Your goal:
All of the entries below, duplicated exactly, make up the answer.

====

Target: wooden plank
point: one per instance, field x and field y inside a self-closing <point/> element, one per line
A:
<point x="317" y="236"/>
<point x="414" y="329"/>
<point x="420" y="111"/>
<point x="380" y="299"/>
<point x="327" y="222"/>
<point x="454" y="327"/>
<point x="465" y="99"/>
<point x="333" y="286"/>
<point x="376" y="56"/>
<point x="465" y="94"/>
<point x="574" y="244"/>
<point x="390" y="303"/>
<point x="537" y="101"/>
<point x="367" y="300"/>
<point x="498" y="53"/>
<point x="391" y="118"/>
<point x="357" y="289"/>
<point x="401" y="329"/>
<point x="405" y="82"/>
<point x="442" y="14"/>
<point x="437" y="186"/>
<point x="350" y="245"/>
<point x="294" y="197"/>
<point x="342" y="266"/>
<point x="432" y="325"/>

====

Task solution:
Target: wooden plank
point: one per instance, field x and field y inside a self-closing <point/> element, one per line
A:
<point x="317" y="236"/>
<point x="414" y="329"/>
<point x="420" y="111"/>
<point x="380" y="299"/>
<point x="327" y="222"/>
<point x="454" y="327"/>
<point x="465" y="99"/>
<point x="333" y="286"/>
<point x="376" y="56"/>
<point x="465" y="94"/>
<point x="574" y="244"/>
<point x="390" y="303"/>
<point x="537" y="101"/>
<point x="367" y="300"/>
<point x="498" y="53"/>
<point x="391" y="118"/>
<point x="357" y="289"/>
<point x="401" y="329"/>
<point x="405" y="82"/>
<point x="442" y="14"/>
<point x="437" y="186"/>
<point x="350" y="245"/>
<point x="294" y="197"/>
<point x="342" y="266"/>
<point x="432" y="325"/>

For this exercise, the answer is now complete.